Point localization data:
◆ ◆ ◆ ◆ ◆ ◆ ◆

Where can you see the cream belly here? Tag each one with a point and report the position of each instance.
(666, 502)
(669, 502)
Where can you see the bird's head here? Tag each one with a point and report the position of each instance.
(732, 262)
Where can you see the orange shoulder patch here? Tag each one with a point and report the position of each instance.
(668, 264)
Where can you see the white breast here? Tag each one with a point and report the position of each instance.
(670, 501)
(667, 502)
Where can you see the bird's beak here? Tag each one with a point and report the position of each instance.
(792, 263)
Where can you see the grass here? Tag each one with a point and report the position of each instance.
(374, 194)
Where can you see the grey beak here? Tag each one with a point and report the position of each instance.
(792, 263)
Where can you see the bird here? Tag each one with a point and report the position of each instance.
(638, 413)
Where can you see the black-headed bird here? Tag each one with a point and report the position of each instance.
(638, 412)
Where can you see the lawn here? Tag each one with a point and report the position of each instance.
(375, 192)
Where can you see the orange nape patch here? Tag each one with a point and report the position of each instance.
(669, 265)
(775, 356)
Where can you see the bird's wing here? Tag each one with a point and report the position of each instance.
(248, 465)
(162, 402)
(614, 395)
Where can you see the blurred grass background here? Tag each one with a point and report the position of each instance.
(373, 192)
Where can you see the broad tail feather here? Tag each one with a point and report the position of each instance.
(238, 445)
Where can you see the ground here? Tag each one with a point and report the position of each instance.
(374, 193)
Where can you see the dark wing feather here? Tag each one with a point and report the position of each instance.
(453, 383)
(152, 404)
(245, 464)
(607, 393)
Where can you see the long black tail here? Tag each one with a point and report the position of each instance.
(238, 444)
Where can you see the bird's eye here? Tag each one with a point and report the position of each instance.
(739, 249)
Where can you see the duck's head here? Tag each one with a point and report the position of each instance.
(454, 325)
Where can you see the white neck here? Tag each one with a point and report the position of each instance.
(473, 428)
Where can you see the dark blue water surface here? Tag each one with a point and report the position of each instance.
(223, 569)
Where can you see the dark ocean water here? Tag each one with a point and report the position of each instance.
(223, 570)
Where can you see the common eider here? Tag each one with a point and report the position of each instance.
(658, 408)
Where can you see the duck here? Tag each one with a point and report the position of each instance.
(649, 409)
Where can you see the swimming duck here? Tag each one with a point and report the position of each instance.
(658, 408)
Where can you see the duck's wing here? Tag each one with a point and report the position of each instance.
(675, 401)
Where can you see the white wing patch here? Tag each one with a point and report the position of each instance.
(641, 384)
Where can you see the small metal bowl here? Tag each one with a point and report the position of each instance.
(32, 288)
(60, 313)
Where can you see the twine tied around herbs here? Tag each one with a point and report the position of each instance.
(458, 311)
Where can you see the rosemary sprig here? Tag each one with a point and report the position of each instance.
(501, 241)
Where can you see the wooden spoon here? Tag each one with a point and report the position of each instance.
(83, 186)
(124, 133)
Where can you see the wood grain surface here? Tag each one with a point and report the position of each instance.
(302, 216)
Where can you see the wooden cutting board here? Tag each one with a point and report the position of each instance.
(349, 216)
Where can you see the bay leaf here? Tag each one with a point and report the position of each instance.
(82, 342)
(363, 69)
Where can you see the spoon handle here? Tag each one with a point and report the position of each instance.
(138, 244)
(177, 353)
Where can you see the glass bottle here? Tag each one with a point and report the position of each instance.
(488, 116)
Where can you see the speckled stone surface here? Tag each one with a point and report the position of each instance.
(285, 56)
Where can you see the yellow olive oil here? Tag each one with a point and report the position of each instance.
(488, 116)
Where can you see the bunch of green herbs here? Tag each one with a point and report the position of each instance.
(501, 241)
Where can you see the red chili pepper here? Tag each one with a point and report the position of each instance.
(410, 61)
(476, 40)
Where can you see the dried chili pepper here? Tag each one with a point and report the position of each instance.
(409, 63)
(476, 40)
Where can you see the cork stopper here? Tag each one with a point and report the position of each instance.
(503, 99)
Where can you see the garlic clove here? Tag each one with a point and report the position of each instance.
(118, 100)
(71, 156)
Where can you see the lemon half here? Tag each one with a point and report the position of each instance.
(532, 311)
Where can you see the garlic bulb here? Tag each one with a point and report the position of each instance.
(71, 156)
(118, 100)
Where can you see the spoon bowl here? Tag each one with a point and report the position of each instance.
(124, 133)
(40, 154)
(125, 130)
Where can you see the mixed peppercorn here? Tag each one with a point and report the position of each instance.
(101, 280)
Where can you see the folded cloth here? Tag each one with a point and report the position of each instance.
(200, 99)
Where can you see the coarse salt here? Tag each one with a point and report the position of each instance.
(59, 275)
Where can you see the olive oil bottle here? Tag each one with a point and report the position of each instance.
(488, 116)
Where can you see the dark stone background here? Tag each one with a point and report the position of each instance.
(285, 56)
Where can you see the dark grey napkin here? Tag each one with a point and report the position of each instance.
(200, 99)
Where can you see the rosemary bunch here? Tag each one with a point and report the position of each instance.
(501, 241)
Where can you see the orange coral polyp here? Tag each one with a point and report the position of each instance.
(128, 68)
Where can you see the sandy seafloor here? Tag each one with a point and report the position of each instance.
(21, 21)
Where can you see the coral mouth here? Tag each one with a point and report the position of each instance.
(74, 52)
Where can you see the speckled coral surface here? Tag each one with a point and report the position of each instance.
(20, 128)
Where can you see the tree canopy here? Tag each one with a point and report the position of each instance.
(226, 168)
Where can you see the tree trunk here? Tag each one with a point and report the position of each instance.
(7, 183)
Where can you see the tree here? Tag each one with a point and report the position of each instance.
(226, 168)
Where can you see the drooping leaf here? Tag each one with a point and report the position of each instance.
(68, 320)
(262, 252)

◆ ◆ ◆ ◆ ◆ ◆ ◆

Work item:
The answer must be all of the entries, restated exactly.

Output below:
Where can you see the cream belly here? Tag each one with a point and report the position of each instance.
(666, 502)
(669, 502)
Where can you see the bird's head here? Tag each one with a point and report the position of each instance.
(732, 262)
Where can you see the orange shoulder patch here? Tag each one with a point and report the position of each instance.
(668, 264)
Where can you see the white breast here? Tag each one with a point and report the position of each instance.
(670, 501)
(667, 502)
Where can you see the bird's beak here? Tag each one with a point and report the position of each instance.
(792, 263)
Where can you see the grass here? Tag each one with a point and report the position of each instance.
(374, 194)
Where can you see the grey beak here? Tag each one with a point and report the position of each instance.
(792, 263)
Where can you see the bird here? Tag each one with a point and report the position of each instance.
(638, 413)
Where can you see the black-headed bird here? Tag each one with a point and report the position of each instance.
(638, 412)
Where can you see the lawn here? Tag each one with a point and report the position of each instance.
(375, 192)
Where can you see the orange nape patch here? Tag each one with a point and report the position of each instance.
(669, 265)
(775, 356)
Where can you see the bird's wing here? Tag each one with a point and report the position of each instance.
(248, 465)
(162, 402)
(614, 395)
Where can you see the blurred grass background here? Tag each one with a point and report the position of each instance.
(373, 192)
Where can you see the broad tail feather here? Tag each one with a point and report the position of each instance.
(238, 445)
Where can you see the ground here? Tag each one with a point and report the position of each instance.
(374, 193)
Where can you see the dark wing feather here? Tag each one with a point and report the position of each instance.
(453, 383)
(152, 404)
(245, 464)
(607, 393)
Where can you see the long black tail here? Tag each one with a point and report the position of each instance.
(238, 444)
Where can you see the bird's eye here? Tag each one with a point and report the position of each instance.
(739, 249)
Where can you see the duck's head here? Tag each one with a point and report the position of each instance.
(454, 325)
Where can you see the white neck here? Tag each one with a point and report the position of each instance.
(473, 428)
Where can you see the dark blue water surface here? Tag each one with a point and report the position of each instance.
(223, 569)
Where can you see the dark ocean water here? Tag each one with a point and report the position of each instance.
(223, 570)
Where can you see the common eider here? Tag each one with a point and report the position of each instance.
(658, 408)
Where can you see the duck here? Tag each one with a point and report the position of each instance.
(649, 409)
Where can you see the swimming duck here? Tag each one with a point and report the position of each instance.
(658, 408)
Where can you see the duck's wing here? Tag each one with a point and report the position of each instance.
(675, 401)
Where can you see the white wing patch here? Tag each one with a point and report the position of each instance.
(641, 384)
Where can you see the small metal bowl here? Tag each one with a point and report the position of each instance.
(32, 288)
(60, 313)
Where can you see the twine tied around herbs here? Tag each one with a point and report the position of each instance.
(458, 311)
Where can you see the rosemary sprig here? Tag each one with a point and report the position of each instance.
(501, 241)
Where can you see the wooden spoon here? Tag each one with a point and report the position of each instance.
(83, 186)
(124, 133)
Where can you see the wood grain surface here? Tag each one with a point and report the position of each instance.
(302, 216)
Where can you see the wooden cutting board here? Tag each one with a point and report the position of each instance.
(349, 216)
Where can you see the bay leaf here? Tag each one with a point and report the position of each instance.
(82, 342)
(363, 69)
Where can you see the spoon handle here? Tag each one with a point and report the position of each instance.
(138, 244)
(177, 353)
Where can you see the glass bottle here? Tag each one with a point and report the position of each instance.
(488, 116)
Where can you see the speckled stone surface here? Tag each one with a point and report the position of each instance.
(285, 56)
Where can you see the yellow olive oil here? Tag each one with a point and report the position of each instance.
(488, 116)
Where can you see the bunch of green herbs here? Tag each one with a point and report the position of each instance.
(501, 241)
Where can you see the red chili pepper here? Tag each one with a point and report the position of each instance.
(410, 61)
(476, 40)
Where can you see the dried chili pepper here? Tag each one with a point and report the position of each instance.
(409, 63)
(476, 40)
Where can you see the cork stopper here? Tag each one with a point and report the position of each instance.
(503, 99)
Where can you see the garlic clove here? Tag each one with a point and report the position of each instance.
(118, 100)
(71, 156)
Where can you see the lemon half here? Tag each one with a point and report the position of each instance.
(532, 311)
Where can you see the garlic bulb here? Tag each one with a point and report the position of each instance.
(71, 156)
(118, 100)
Where can you see the spoon bowl here? Tag each one with a point and report the position of each instance.
(124, 133)
(40, 154)
(125, 130)
Where can you see the mixed peppercorn here? Tag each one with a point and report the position of each instance.
(101, 280)
Where can you see the folded cloth here? Tag each one with a point and report the position of each instance.
(200, 99)
Where can you see the coarse salt here? Tag each one with a point and report the position of each instance.
(59, 275)
Where can you see the olive oil bottle here? Tag each one with a point and report the position of each instance.
(488, 116)
Where can you see the dark stone background here? Tag each one with a point and report the position of each instance.
(285, 56)
Where can you see the dark grey napkin here? Tag each one with a point and report the position of each instance.
(200, 99)
Where can you see the rosemary bunch here? Tag each one with a point and report the position of each instance.
(501, 241)
Where can you see the orange coral polyp here? Tag each one with a point and report the position of each instance.
(128, 68)
Where can you see the sandy seafloor here? Tag each one with a point and report the position of each instance.
(21, 21)
Where can you see the coral mouth here? Tag each one with a point and report the position of each instance.
(74, 52)
Where can you see the speckled coral surface here? Tag each one with a point and report the position of each instance.
(20, 128)
Where can you see the tree canopy here? Tag each one with a point and report the position of each instance.
(226, 168)
Where can you see the tree trunk here? Tag each one with a point and report the position of each instance.
(7, 183)
Where can you see the tree here? Tag each one with a point and report the position of each instance.
(226, 168)
Where can you see the drooping leaf here? Tag each one with a point and report the position of each instance.
(68, 320)
(262, 252)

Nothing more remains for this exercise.